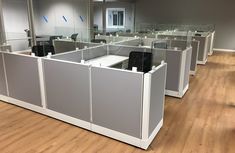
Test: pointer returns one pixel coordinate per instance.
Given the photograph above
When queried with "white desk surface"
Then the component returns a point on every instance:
(107, 61)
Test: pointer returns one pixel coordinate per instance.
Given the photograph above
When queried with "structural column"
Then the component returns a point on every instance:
(90, 21)
(31, 21)
(2, 28)
(104, 16)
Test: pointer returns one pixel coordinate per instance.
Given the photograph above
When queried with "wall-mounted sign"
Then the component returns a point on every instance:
(65, 19)
(81, 18)
(45, 19)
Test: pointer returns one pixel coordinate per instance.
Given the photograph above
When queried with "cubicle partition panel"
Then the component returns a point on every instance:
(154, 100)
(82, 45)
(3, 83)
(62, 46)
(131, 42)
(188, 54)
(148, 41)
(73, 56)
(94, 52)
(212, 43)
(66, 45)
(112, 39)
(195, 50)
(178, 69)
(122, 104)
(122, 50)
(23, 78)
(67, 90)
(134, 117)
(6, 48)
(121, 96)
(182, 44)
(203, 49)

########################################

What you are asked to do:
Convert all of the items above into a JSON list of strings, one string per line, skipping blank lines and omitting the pictures.

Output:
[
  "Test: pointer returns one pixel coordinate per instance.",
  "Given the photograph above",
  "When queried with \"white desk surface\"",
  "Then the component returns a point on every instance:",
  "(107, 61)",
  "Test: pointer returns one pixel coordinate per instance.",
  "Given the photograph above",
  "When queried with \"structural column\"",
  "Then the component returns a point on every instance:",
  "(90, 21)",
  "(31, 21)",
  "(2, 28)",
  "(104, 16)",
  "Test: pointer returns one pixel coordinate per instance.",
  "Given the photograph above",
  "When queried with \"wall-mounted sign\"",
  "Then the component returns a point on every instance:",
  "(65, 19)",
  "(81, 18)",
  "(45, 19)",
  "Test: pointer returns one pixel coordinate per instance.",
  "Given the photograph above",
  "When queried with \"cubicle partition panel\"",
  "Then the component returns a point on every instance:",
  "(154, 100)",
  "(82, 45)",
  "(3, 83)",
  "(62, 46)",
  "(131, 42)",
  "(188, 54)",
  "(148, 41)",
  "(73, 56)",
  "(94, 52)",
  "(212, 43)",
  "(66, 45)",
  "(112, 39)",
  "(195, 50)",
  "(178, 69)",
  "(122, 104)",
  "(122, 50)",
  "(23, 78)",
  "(67, 90)",
  "(134, 117)",
  "(6, 48)",
  "(121, 96)",
  "(182, 44)",
  "(203, 49)"
]